GIVEN DATA
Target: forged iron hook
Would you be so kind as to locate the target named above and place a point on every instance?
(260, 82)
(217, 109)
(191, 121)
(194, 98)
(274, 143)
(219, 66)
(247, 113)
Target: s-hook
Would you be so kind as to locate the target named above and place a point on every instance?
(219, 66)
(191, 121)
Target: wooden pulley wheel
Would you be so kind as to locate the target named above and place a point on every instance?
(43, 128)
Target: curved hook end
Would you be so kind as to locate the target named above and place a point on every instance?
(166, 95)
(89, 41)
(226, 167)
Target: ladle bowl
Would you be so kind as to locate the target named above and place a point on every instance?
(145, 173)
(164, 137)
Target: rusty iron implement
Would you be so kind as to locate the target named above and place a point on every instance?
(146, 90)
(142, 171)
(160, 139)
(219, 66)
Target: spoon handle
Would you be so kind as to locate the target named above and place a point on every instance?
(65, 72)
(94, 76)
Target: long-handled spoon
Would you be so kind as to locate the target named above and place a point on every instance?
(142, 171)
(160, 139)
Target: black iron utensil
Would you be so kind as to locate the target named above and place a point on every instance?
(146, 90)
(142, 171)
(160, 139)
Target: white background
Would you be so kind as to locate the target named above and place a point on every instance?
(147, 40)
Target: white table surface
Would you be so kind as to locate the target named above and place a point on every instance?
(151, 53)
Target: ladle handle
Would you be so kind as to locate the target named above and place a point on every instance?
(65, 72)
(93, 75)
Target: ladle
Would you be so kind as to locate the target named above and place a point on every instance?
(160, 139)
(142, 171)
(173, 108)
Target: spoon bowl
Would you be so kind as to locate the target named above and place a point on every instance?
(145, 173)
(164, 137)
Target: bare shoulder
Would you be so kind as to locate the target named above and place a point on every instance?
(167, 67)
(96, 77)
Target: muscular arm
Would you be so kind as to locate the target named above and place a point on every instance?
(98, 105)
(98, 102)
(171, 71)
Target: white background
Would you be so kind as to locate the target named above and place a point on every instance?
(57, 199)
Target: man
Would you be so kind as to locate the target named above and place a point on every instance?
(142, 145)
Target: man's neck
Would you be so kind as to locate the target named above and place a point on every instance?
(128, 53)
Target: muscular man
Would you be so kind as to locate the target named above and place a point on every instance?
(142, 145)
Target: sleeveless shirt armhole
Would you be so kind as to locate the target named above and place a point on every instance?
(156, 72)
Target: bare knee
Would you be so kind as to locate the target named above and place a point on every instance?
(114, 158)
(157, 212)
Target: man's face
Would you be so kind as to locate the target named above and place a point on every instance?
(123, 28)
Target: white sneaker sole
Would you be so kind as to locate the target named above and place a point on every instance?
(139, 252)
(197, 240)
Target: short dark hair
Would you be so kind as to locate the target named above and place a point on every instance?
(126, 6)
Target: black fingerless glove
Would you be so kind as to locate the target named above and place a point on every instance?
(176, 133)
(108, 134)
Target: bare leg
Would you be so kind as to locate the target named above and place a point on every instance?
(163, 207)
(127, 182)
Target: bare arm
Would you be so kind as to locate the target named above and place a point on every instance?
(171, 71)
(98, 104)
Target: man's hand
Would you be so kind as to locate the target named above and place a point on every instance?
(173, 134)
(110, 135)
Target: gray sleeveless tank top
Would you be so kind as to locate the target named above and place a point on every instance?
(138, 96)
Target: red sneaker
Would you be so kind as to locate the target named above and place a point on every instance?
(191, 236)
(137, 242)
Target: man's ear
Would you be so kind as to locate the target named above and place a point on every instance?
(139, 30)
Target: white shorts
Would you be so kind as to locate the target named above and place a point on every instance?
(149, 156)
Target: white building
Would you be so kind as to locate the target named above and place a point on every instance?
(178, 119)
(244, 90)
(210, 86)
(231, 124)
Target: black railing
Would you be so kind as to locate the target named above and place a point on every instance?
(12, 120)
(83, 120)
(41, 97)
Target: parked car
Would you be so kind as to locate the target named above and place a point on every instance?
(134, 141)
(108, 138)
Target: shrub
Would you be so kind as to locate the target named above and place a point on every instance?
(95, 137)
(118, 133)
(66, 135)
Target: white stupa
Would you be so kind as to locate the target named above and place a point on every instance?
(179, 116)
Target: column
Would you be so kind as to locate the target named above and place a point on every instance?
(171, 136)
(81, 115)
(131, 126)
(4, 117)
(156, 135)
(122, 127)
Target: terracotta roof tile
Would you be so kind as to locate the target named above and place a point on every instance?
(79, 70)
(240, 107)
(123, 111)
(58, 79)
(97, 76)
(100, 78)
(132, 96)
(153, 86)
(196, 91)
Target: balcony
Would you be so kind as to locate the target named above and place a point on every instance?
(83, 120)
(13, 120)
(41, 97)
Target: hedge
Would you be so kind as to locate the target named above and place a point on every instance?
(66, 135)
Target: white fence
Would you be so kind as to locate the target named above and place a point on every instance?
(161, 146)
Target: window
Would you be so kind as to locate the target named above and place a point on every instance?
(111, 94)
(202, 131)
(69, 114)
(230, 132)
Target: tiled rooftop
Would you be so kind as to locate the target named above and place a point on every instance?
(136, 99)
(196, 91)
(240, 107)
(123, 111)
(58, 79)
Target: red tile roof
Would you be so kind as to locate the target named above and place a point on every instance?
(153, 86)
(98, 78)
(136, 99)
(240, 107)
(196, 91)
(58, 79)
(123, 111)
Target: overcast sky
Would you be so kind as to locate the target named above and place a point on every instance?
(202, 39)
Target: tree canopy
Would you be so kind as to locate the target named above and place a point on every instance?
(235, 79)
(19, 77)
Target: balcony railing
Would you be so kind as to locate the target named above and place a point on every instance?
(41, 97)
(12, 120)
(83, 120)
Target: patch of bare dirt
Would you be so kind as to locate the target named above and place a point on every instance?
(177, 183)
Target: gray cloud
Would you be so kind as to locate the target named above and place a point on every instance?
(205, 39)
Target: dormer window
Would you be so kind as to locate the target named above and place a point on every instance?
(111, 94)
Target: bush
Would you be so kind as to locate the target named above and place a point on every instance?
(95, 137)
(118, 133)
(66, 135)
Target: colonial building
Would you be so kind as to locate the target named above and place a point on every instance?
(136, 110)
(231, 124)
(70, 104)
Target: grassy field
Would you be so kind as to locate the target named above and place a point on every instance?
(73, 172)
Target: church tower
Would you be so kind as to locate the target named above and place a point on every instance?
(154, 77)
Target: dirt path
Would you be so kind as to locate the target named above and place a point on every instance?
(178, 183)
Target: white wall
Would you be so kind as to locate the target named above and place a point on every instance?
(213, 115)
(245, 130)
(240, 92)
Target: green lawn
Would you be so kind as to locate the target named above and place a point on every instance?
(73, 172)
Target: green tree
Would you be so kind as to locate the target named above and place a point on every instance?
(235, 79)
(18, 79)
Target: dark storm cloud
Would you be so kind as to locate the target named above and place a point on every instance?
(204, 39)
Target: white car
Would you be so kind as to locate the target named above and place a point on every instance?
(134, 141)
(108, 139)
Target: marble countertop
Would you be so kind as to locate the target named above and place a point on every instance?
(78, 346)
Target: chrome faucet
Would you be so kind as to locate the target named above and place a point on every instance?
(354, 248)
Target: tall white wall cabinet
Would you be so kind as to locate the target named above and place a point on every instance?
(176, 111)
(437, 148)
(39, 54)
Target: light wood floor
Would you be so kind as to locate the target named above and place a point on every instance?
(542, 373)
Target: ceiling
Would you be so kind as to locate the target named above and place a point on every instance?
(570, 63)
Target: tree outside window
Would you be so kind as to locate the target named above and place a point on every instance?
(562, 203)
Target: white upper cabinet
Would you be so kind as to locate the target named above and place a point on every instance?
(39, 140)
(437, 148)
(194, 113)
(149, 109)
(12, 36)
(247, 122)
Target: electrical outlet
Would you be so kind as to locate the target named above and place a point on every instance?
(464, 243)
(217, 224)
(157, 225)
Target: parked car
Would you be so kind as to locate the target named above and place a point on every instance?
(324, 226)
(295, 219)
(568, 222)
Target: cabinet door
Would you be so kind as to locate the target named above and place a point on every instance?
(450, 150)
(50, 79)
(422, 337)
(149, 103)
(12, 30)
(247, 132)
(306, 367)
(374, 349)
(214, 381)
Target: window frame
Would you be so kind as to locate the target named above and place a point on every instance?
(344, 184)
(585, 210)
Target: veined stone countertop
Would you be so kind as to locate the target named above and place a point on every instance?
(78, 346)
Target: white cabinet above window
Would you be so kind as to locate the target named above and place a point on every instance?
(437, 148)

TASK
Find the line that contains "Target: tree outside window". Repeat it and every line after it, exactly as written, up to and including the last line of the records above.

SOLUTION TO THE EXERCISE
Target: tree outside window
Would you be so kind as to locate the target named above and place a point on every instance?
(562, 203)
Target: white upper cabinet
Would you be so kind as to locate the target named above and place a point on every instance?
(39, 140)
(437, 148)
(194, 113)
(149, 109)
(12, 36)
(247, 122)
Target: electrical outlet
Would you be so kind as to locate the target named above and place a point on every instance?
(464, 243)
(217, 224)
(157, 225)
Target: parked car
Would you be so kind as to locate the target named above and place a point on every instance?
(324, 226)
(295, 219)
(568, 222)
Target: cabinet door
Would you be so kind as to locate the target named above and place a point on every instance?
(450, 150)
(50, 79)
(422, 337)
(149, 103)
(12, 30)
(247, 132)
(306, 367)
(374, 349)
(214, 381)
Target: window frame
Would you be so kind as to locate the target named above and place a point on every instance?
(344, 184)
(585, 210)
Target: veined stone countertop
Would you be so kind as to locate the target named above and place a point on every instance?
(78, 346)
Target: white cabinet above window
Would you be so kind as to locate the target named above and place a point on every instance?
(437, 148)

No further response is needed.